It was outside that the young man stopped me and asked me the oddest question. “Can you get me inside?”

Over the duration of the first week that I had spent in the Middle East, I had quickly discovered that the two years of Arabic that I had taken at my university in Washington, DC, had not prepared me in the slightest for communicating with anyone in the Arab world, so our communication was awkward at best.

“Um, you can go inside right there,” I said, pointing to the door I had just come out of, while trying at the same time to determine if the guy seemed a little out of it.

“No, I need to go there,” he said, pointing to a different door. “They won’t let me in.”

I followed his finger to the other side of the building, and realized that he was pointing to the Forte Grande Amman, which was in the same complex.

“You want to go in the hotel?” I asked, still confused.

“Yes,” he said.

“Why … why can’t you just go in the hotel?”

“I want to go to Israel,” he said simply.

I looked back at the hotel, and then back at the young man. He was about my own age, I guessed, and he was looking at me with a level of expectancy that made me completely uncomfortable.

It’s also worth pointing out that this was 1995. Jordan and Israel had signed a peace treaty barely ten months earlier, and the respective embassies in both countries were still looking for permanent housing. The Israeli diplomatic corps in Jordan had rented out a floor of the Forte Grande Hotel in Amman and was using it as a makeshift embassy while searching for more permanent accommodations. They weren’t having much luck — at the time, sixty per cent of Jordan’s population was of Palestinian origin and no one wanted to lease space to the Israelis.

## DATASET CONTENT

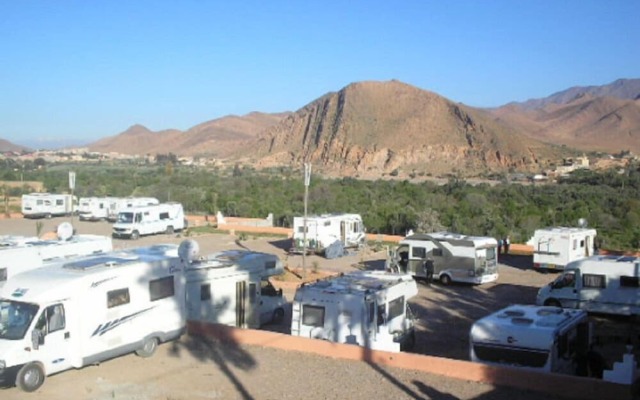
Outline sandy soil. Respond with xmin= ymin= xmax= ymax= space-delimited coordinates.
xmin=0 ymin=218 xmax=624 ymax=400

## TASK
In the passage about the encounter in Amman, where was the Israeli diplomatic corps in Jordan housing its makeshift embassy?

## EXERCISE OUTPUT
On a rented floor of the Forte Grande Hotel in Amman.